>>>

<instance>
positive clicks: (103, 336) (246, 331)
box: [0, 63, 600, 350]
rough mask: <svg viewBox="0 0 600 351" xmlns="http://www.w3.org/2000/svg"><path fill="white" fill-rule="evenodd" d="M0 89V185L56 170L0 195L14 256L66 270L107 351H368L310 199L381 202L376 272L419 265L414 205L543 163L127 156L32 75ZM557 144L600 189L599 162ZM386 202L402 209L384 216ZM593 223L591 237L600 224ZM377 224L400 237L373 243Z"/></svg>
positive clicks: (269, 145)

<<<

#### [Request]
Transcribe the data verbatim, beginning with the line that contains "rough mask: <svg" and continuing through the final line of the data.

#### [Answer section]
rough mask: <svg viewBox="0 0 600 351" xmlns="http://www.w3.org/2000/svg"><path fill="white" fill-rule="evenodd" d="M0 89V185L56 170L0 195L14 256L66 270L107 351H368L310 199L381 202L376 272L419 265L414 205L543 163L127 156L32 75ZM557 144L600 189L599 162ZM386 202L402 209L384 216ZM593 223L591 237L600 224ZM377 224L400 237L373 243Z"/></svg>
positive clicks: (269, 145)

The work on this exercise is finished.